(Short problem) Repeat the rows below verbatim, from the line with "Find the yellow flower cluster" to the line with "[(313, 379)]", including both of those lines. Omit the pictures.

=-=-=-=-=

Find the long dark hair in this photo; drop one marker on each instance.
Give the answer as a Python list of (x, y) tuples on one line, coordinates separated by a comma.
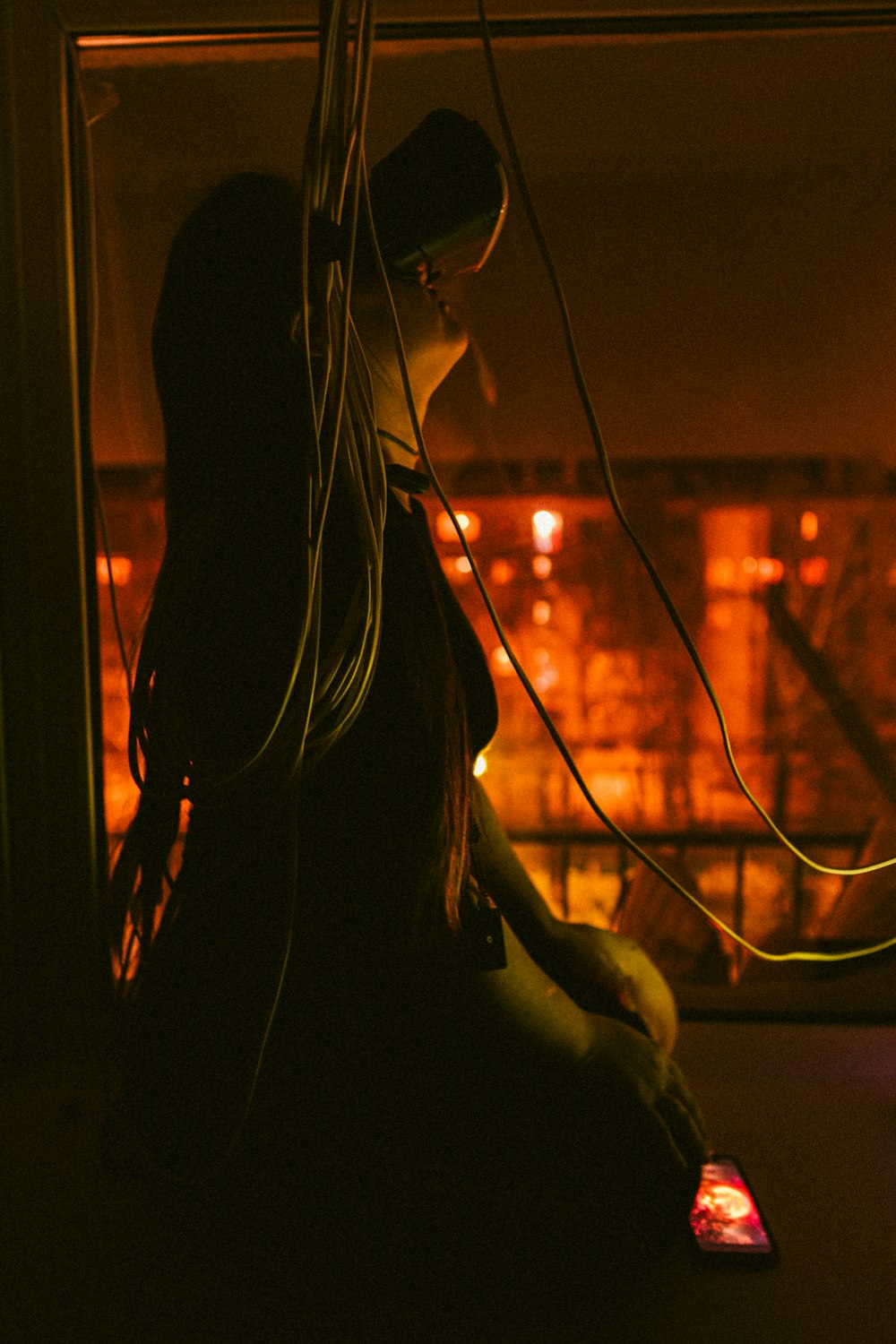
[(236, 416)]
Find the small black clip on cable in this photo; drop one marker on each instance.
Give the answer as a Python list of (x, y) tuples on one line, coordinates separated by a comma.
[(406, 478)]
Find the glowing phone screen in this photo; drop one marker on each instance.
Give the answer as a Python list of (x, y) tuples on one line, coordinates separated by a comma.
[(724, 1217)]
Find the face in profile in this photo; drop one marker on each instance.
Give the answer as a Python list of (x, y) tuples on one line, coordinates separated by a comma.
[(435, 340)]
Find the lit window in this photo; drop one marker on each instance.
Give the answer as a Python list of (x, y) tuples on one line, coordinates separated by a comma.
[(501, 570), (547, 531), (468, 521), (721, 572), (813, 572), (501, 664), (809, 526), (770, 570), (121, 569)]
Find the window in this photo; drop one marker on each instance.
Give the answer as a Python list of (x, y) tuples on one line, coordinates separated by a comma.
[(720, 212)]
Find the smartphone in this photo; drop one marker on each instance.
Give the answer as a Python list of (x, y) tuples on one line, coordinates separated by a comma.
[(726, 1222)]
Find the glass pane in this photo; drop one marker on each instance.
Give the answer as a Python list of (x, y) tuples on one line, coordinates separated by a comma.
[(721, 214)]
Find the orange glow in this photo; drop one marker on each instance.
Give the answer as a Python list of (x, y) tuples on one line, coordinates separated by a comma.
[(121, 570), (503, 572), (770, 570), (726, 1202), (547, 531), (813, 572), (720, 572), (809, 526), (469, 523), (501, 664)]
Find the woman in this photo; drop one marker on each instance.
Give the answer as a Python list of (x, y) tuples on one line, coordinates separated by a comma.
[(338, 1043)]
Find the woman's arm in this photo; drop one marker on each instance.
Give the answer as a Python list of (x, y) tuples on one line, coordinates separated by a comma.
[(592, 965), (640, 1094)]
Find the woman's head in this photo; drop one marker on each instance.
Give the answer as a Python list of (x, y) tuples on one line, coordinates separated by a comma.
[(228, 375)]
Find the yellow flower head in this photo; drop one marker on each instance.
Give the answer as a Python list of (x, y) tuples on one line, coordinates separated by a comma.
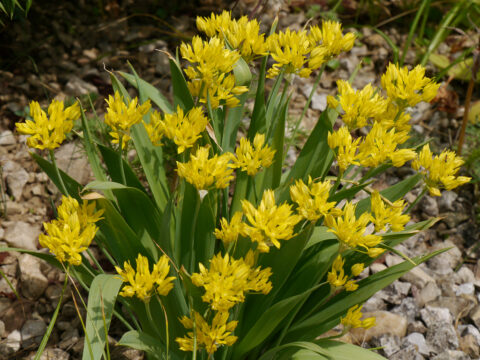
[(269, 223), (227, 280), (204, 172), (72, 232), (121, 117), (229, 232), (359, 106), (48, 131), (312, 199), (353, 319), (329, 42), (210, 72), (408, 88), (349, 230), (388, 214), (347, 147), (252, 158), (242, 34), (289, 49), (183, 129), (439, 171), (209, 337), (141, 282)]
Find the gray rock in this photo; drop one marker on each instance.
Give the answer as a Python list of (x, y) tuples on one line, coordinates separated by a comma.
[(451, 355), (11, 344), (32, 279), (16, 177), (442, 335), (417, 340), (7, 138), (22, 235), (446, 201), (428, 293), (76, 87), (433, 315)]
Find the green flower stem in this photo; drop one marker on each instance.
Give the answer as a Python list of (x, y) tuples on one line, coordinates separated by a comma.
[(304, 111), (417, 200), (63, 188), (46, 336)]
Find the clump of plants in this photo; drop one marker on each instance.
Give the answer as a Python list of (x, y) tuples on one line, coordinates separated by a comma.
[(233, 255)]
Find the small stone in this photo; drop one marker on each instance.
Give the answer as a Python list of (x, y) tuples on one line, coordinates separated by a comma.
[(428, 293), (442, 335), (22, 235), (432, 315), (7, 138), (32, 280), (465, 289), (452, 355), (418, 340), (384, 321)]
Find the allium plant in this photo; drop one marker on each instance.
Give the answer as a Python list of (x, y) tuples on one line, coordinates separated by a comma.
[(233, 254)]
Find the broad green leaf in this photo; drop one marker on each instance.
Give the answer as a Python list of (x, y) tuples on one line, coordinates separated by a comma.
[(150, 92), (101, 302)]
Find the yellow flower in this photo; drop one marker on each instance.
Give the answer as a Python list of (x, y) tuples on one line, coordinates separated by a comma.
[(48, 132), (269, 223), (439, 171), (142, 283), (230, 231), (380, 145), (227, 280), (183, 129), (349, 230), (121, 117), (289, 49), (252, 158), (347, 147), (353, 319), (204, 172), (408, 88), (312, 199), (209, 337), (330, 42), (242, 34), (359, 106), (383, 215), (72, 232), (210, 72)]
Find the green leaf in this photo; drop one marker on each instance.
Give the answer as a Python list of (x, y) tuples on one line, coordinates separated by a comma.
[(101, 302), (150, 92)]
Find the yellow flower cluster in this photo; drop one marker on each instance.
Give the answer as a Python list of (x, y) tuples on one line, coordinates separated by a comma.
[(211, 71), (337, 277), (439, 171), (227, 280), (312, 199), (121, 117), (48, 131), (183, 129), (251, 158), (353, 319), (72, 232), (143, 283), (208, 337), (350, 231), (242, 34), (204, 172), (392, 215), (408, 87)]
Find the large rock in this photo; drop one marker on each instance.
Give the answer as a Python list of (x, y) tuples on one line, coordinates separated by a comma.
[(32, 279), (386, 323), (22, 235)]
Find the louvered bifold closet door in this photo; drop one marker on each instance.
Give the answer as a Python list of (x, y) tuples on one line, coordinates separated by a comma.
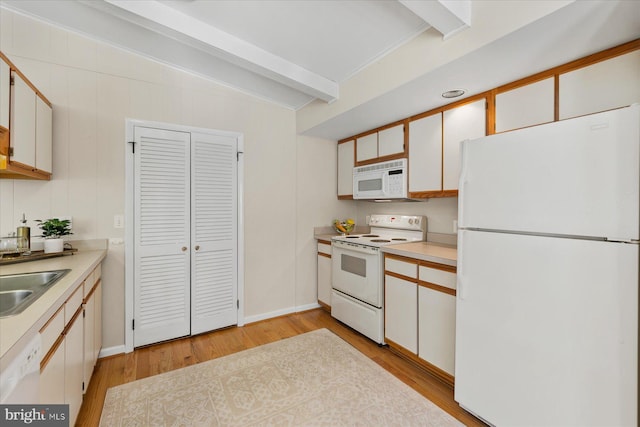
[(162, 235), (214, 219)]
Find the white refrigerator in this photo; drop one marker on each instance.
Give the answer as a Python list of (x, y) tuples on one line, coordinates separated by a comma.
[(547, 302)]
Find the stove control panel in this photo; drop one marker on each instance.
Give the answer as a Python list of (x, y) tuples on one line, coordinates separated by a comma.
[(405, 222)]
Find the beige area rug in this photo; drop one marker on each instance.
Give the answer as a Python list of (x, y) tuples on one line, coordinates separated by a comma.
[(313, 379)]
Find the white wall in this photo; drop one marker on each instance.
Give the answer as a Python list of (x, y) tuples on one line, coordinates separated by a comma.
[(94, 88), (317, 206), (440, 212)]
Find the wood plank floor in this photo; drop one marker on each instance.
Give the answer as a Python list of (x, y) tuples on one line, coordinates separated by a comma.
[(176, 354)]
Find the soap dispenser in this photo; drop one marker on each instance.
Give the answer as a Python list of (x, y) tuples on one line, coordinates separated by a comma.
[(24, 234)]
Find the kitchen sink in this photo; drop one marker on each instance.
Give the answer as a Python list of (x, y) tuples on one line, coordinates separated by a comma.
[(19, 291)]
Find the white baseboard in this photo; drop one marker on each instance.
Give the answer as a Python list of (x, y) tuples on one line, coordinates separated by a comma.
[(283, 312), (111, 351), (120, 349)]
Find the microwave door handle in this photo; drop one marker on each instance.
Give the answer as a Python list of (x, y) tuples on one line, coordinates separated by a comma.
[(385, 183)]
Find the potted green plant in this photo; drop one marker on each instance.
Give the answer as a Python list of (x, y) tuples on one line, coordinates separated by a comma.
[(52, 231)]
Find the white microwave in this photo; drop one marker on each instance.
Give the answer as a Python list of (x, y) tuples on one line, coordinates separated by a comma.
[(385, 180)]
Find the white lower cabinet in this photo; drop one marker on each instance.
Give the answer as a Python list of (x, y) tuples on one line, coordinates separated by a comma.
[(401, 312), (324, 274), (437, 326), (420, 312), (73, 367), (52, 377), (71, 341)]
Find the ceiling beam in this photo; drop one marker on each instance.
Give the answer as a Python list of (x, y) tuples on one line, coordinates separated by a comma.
[(231, 48), (447, 16)]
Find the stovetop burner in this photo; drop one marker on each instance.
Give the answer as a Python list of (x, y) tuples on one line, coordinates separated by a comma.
[(387, 230)]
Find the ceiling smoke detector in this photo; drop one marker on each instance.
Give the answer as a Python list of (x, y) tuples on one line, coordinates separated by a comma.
[(453, 93)]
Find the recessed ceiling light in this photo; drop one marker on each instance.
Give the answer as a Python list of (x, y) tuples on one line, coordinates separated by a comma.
[(453, 93)]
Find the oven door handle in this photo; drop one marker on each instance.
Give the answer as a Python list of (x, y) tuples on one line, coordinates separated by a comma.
[(355, 248)]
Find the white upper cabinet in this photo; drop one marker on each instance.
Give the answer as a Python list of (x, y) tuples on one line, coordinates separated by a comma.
[(380, 144), (391, 141), (425, 154), (524, 106), (465, 122), (367, 147), (346, 161), (5, 88), (23, 122), (44, 121), (602, 86), (26, 126)]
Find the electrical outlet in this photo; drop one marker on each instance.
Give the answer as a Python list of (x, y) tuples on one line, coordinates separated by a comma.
[(62, 218)]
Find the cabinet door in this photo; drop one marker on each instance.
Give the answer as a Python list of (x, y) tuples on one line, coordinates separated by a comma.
[(461, 123), (74, 372), (425, 154), (89, 345), (346, 161), (437, 328), (602, 86), (52, 377), (524, 106), (324, 279), (44, 116), (5, 89), (97, 333), (23, 126), (367, 147), (391, 141), (401, 312)]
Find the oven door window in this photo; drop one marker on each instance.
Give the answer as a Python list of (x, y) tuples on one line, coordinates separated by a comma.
[(353, 265), (358, 275)]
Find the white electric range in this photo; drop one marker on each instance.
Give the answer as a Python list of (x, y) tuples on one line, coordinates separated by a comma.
[(357, 296)]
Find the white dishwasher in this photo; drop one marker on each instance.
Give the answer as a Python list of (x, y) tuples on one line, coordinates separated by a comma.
[(20, 380)]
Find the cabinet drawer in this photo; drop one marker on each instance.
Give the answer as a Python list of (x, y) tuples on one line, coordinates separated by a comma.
[(324, 248), (73, 303), (52, 330), (404, 268), (438, 277), (88, 284)]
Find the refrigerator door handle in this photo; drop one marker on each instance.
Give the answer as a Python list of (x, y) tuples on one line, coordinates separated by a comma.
[(463, 182), (460, 286)]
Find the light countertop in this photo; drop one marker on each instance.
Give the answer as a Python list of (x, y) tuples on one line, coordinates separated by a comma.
[(16, 331), (425, 251)]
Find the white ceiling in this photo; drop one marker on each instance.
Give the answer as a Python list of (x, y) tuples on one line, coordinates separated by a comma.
[(288, 52), (292, 52)]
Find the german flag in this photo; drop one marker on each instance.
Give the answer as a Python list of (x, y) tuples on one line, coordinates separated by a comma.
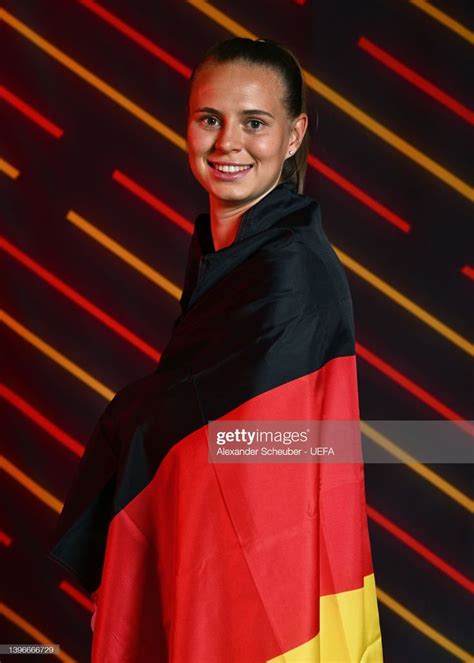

=-=-=-=-=

(Reply)
Find the yellow flower cluster in this photo; drop one marker on each instance.
Give the answer as a Python list of (x, y) tuples on one line, coordinates separated by a comma.
[(211, 71), (337, 277), (439, 171), (227, 280), (312, 199), (121, 117), (48, 131), (183, 129), (251, 158), (353, 319), (72, 232), (143, 283), (208, 337), (350, 231), (242, 34), (204, 172), (392, 215), (408, 87)]
Find the large rock in this photo; drop one marker on each instance.
Give the answer as a Python list of (x, y) tuples on one line, coordinates separated by a comma.
[(32, 279), (386, 323), (22, 235)]
Find the louvered bifold closet door in this photo; drop one marker on each instance.
Give the answer as a Python list of (x, y) tuples on one line, coordinates separated by a comma.
[(162, 235), (214, 219)]
Find the white refrigerator in this photo; drop one marker on each instance.
Give the answer as a Python list of (x, y) tuples on one line, coordinates separated by a comma.
[(547, 302)]
Find the stove control panel in this photo; drop one marker on each instance.
Give the answer as a Python list of (x, y) tuples on one line, coordinates separated by a comma.
[(405, 222)]
Find the beige area rug in this photo; drop one marker on each instance.
Give the answer as a Python list of (x, y) tuples on one line, coordinates separated by a comma.
[(313, 379)]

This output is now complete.